> [Work item]:
Nothing in the records should be altered; retype them all exactly.

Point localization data
⟨

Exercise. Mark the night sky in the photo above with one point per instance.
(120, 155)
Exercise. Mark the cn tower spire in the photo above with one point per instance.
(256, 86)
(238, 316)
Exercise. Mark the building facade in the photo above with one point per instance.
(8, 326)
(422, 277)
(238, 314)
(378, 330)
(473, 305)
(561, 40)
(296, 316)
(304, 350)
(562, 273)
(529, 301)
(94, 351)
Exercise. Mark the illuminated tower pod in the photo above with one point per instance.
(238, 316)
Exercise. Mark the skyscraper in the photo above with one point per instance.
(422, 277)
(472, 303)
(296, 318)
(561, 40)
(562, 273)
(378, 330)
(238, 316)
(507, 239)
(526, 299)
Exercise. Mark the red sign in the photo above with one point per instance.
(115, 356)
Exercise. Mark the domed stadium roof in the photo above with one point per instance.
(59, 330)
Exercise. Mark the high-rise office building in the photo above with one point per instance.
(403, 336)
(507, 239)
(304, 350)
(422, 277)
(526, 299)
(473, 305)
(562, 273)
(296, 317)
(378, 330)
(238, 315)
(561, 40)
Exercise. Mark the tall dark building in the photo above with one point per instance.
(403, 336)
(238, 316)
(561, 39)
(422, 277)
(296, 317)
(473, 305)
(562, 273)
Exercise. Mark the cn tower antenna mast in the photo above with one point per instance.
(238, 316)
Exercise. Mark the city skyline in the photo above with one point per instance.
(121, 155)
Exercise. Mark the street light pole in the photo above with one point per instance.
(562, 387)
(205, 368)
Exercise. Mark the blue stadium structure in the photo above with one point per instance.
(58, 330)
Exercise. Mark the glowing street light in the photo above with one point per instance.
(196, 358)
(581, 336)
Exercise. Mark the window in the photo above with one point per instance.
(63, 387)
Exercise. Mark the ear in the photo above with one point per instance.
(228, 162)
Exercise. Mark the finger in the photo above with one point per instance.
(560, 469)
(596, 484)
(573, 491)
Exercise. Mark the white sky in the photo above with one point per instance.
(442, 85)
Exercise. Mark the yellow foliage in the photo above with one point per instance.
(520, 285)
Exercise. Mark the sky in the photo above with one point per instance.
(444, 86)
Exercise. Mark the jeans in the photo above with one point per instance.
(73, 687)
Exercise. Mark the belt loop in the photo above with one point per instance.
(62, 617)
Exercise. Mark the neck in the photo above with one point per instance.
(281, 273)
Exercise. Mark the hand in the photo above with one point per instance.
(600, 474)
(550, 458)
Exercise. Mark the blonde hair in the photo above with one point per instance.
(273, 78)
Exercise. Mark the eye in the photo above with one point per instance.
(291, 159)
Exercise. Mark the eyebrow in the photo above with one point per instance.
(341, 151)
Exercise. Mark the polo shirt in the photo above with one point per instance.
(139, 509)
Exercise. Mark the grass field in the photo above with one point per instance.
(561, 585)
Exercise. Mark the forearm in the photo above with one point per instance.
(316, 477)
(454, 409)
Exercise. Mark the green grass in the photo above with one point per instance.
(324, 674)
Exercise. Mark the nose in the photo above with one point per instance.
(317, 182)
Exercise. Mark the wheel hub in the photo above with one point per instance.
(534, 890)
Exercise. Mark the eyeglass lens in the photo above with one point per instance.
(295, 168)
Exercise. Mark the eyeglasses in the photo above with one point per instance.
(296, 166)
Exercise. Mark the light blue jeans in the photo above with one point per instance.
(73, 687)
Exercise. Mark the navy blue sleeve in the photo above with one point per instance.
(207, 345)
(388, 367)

⟩

> [Response to the exercise]:
Exercise. Mark the night sky in the photo above with one point per instance.
(120, 155)
Exercise. Mark the cn tower spire in the photo above with one point per instance.
(256, 86)
(238, 316)
Exercise. Mark the building facade in the photo above with one point per instance.
(8, 326)
(422, 277)
(238, 314)
(378, 330)
(473, 305)
(561, 40)
(296, 316)
(304, 350)
(562, 273)
(529, 301)
(94, 351)
Exercise. Mark the illuminated tower pod in the photo above with one point per instance.
(238, 316)
Exercise. Mark the skyscraper in the photo above with one point per instance.
(422, 277)
(472, 303)
(296, 318)
(561, 40)
(562, 273)
(378, 330)
(238, 316)
(507, 239)
(526, 299)
Exercise. Mark the red sign in the photo above with one point per instance.
(115, 356)
Exercise. Mark the domed stadium roof in the photo above with one point per instance.
(59, 330)
Exercise. Mark the high-rise office building in the photo above with one point per instance.
(403, 336)
(507, 239)
(304, 350)
(422, 277)
(526, 299)
(473, 305)
(562, 273)
(296, 317)
(378, 330)
(238, 315)
(561, 40)
Exercise. Mark the tall dark building in the photo above with one point per instance.
(403, 336)
(238, 316)
(561, 39)
(422, 277)
(296, 317)
(473, 305)
(562, 273)
Exercise. Mark the cn tower antenna mast in the photo above with one point per instance.
(238, 316)
Exercise. Mark the city skyline in the photo above with one point per instance.
(121, 155)
Exercise. Mark the street light pole in the photo above with one point per instance.
(562, 387)
(205, 368)
Exercise. Mark the blue stadium structure in the photo above with one point per instance.
(58, 330)
Exercise. Mark the glowing street light in the photo above with one point per instance.
(196, 358)
(581, 336)
Exercise. Mark the window in the photo above with one point per instance.
(63, 387)
Exercise. Mark the ear in the photo above with one point per instance.
(228, 162)
Exercise. Mark the finger in the photo above with one point per instance.
(560, 469)
(596, 484)
(573, 491)
Exercise. Mark the white sky in the photo above with one point per instance.
(442, 85)
Exercise. Mark the yellow foliage in the photo above with one point per instance.
(520, 285)
Exercise. Mark the sky in the photo above with one point per instance.
(444, 86)
Exercise. Mark the jeans in the photo above with one point per instance.
(73, 687)
Exercise. Mark the belt loop in the photo above with one point per instance.
(62, 617)
Exercise. Mark the neck in the photo above with one point per instance.
(281, 273)
Exercise. Mark the hand in the photo above with one point per instance.
(600, 474)
(550, 458)
Exercise. Mark the blonde hair in the photo above with one point per instance.
(273, 78)
Exercise. Mark the eye in the photo above with one point per instance.
(291, 159)
Exercise. Mark the eyebrow in the photo above with one point per instance.
(341, 151)
Exercise. Mark the polo shirt in the photo above with one point per instance.
(139, 509)
Exercise. Mark the grass field in the photo above with one point per instance.
(561, 585)
Exercise. Mark the forearm in the photo above with one point per instance.
(316, 477)
(454, 409)
Exercise. Mark the green grass in the photo above with one point per instance.
(324, 674)
Exercise. Mark the nose in the photo above with one point per instance.
(317, 182)
Exercise. Mark the wheel hub in the photo above with one point per instance.
(534, 890)
Exercise. Mark the eyeglass lens in the photo above with one point per instance.
(295, 168)
Exercise. Mark the eyeglasses in the photo above with one point per instance.
(296, 166)
Exercise. Mark the light blue jeans in the photo above with one point per instance.
(73, 687)
Exercise. Mark the navy blue sleeve in the photo above with one point per instance.
(207, 345)
(388, 367)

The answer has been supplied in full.